* Given text *
■ ■ ■ ■ ■ ■ ■

A Gunn diode, though very unlike other common semiconductor diodes, is a transferred electron device (TED) that presents a negative resistance after its threshold voltage is adequately exceeded. The controllable negative resistance properties of a Gunn Diode allows it to be used as a microwave oscillator, and these devices are often used in microwave communications, radar guns, and microwave sensors.

Gunn Diode Oscillators are built with only negatively doped semiconductor regions, two heavily N-doped regions with one lightly N-doped region separating the other two regions. The current/voltage (IV) curve of a Gunn Diode appears linear with increasing current and voltage, until a threshold voltage is reached. At this threshold voltage, the conductive properties of the lightly N-doped middle region change to enhanced resistance, which causes the current to decrease at higher voltages. This function enables microwave amplification, but can also be driven while unstable to produce oscillations when properly biased.

With the proper DC bias, which drives the Gunn Diode into the negative resistance region, when this negative differential resistance matches, and cancels out, the positive differential resistance of the load circuit, a zero differential resistance circuit is created. At this stage spontaneous oscillation will occur, which can be controlled by external circuitry or resonators. The geometries of the Gunn Diode Oscillator also contribute to the electrical behavior of the diode, including oscillating frequencies.

With a resonator, a Gunn Diode Oscillator will generate an oscillating signal at the resonant frequency of the resonator. Some types of resonators can be manipulated to control their resonant frequency, such as cavity resonators and yttrium-iron-garnet (YIG) resonators, and can be used to create tunable oscillators with Gunn Diodes. The type of resonator tuning limits the frequency range at which a Gunn Diode Oscillator can be tuned. The quality of the resonator will also determine the phase noise, frequency stability, and output power of the oscillator.

Gallium arsenide (GaAs) and gallium nitride (GaN) are the most common Gunn Diode materials, where GaAs Gunn Diodes can be used to a couple hundred gigahertz, and GaN Gunn Diodes can hit operating frequencies of a few terahertz. Waveguide Gunn Diode Oscillators, are often designed to take advantage of extremely reliable mechanical tuning methods that leverage precision machined cavity resonators. Given the appropriate material choices and construction, waveguide Gunn Diode Oscillators can achieve good electrical characteristics, high reliability, and stability over a wide temperature range.

■ ■ ■ ■ ■ ■ ■

* Excerpted data *
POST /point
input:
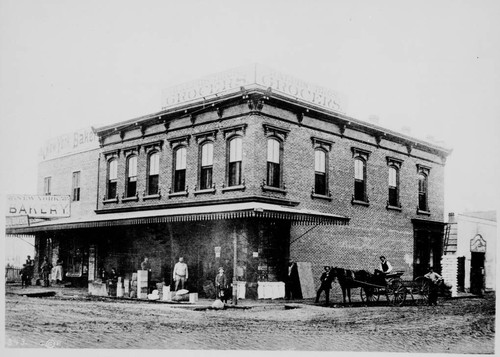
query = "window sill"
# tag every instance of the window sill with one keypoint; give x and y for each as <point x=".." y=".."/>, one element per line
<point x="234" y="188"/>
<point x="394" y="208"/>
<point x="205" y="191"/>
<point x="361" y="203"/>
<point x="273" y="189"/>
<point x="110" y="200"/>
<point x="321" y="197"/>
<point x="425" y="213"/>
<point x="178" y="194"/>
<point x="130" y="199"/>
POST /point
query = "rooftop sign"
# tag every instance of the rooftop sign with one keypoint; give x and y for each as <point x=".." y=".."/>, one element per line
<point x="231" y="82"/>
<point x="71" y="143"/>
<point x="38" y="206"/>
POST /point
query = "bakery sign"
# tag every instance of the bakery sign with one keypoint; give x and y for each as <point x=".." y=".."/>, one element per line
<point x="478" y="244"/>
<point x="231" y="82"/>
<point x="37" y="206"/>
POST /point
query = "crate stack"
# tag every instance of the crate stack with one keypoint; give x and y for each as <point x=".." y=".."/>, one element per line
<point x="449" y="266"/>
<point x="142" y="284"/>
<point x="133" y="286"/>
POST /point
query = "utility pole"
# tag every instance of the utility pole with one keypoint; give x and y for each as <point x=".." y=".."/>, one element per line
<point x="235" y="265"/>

■ ■ ■ ■ ■ ■ ■

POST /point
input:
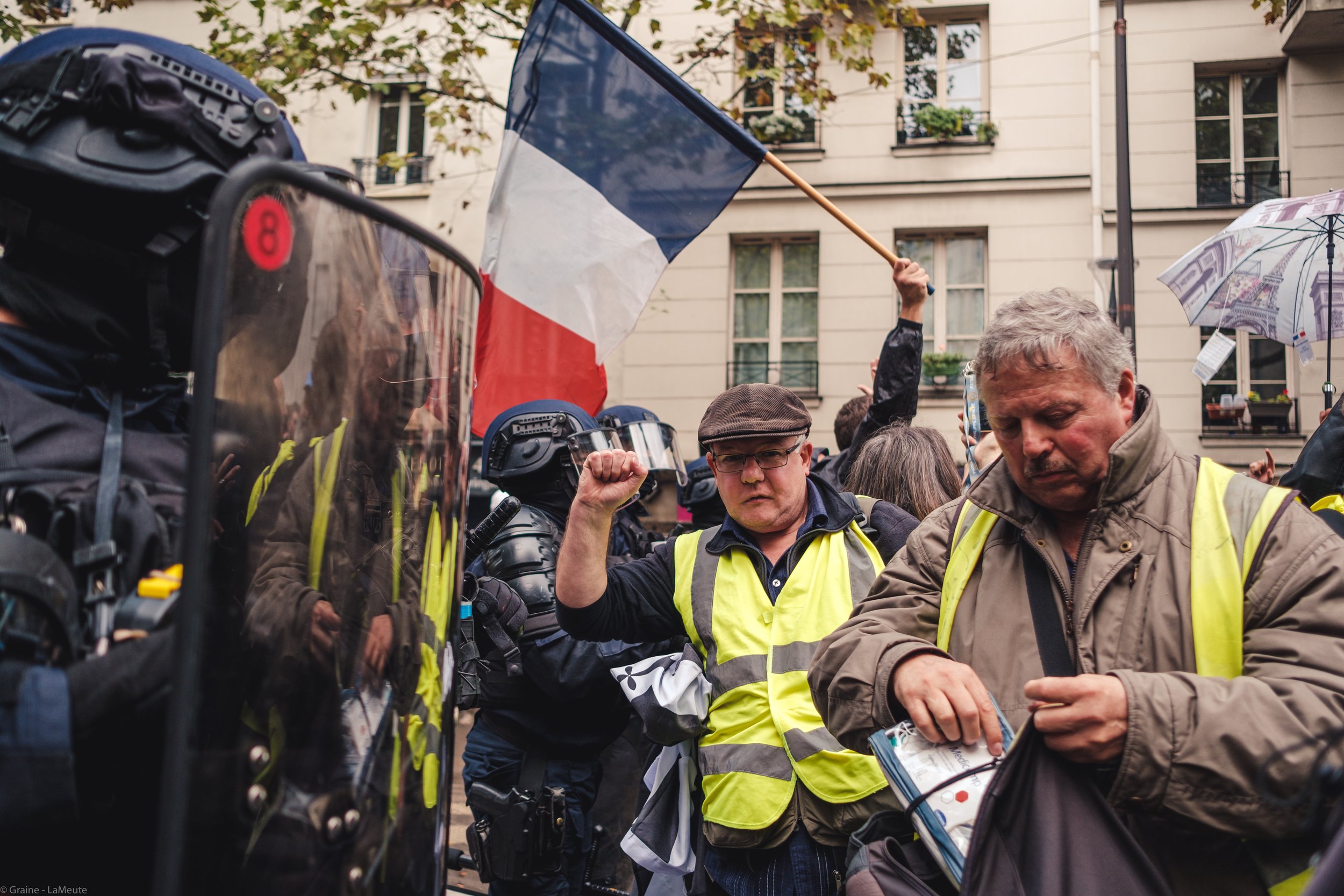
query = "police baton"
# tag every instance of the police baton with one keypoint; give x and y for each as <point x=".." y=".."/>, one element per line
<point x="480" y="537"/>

■ ■ ■ ■ ■ ■ ■

Check each statement against the Gunn diode text. For each, answer yes or no and quote the words from the text that decide it.
(a) A Gunn diode oscillator contains only negatively doped semiconductor regions.
(b) GaAs Gunn diodes can reach operating frequencies of a few terahertz.
(c) Resonator quality affects the oscillator's phase noise, frequency stability and output power.

(a) Yes: "Gunn Diode Oscillators are built with only negatively doped semiconductor regions"
(b) No: "GaAs Gunn Diodes can be used to a couple hundred gigahertz, and GaN Gunn Diodes can hit operating frequencies of a few terahertz"
(c) Yes: "The quality of the resonator will also determine the phase noise, frequency stability, and output power of the oscillator."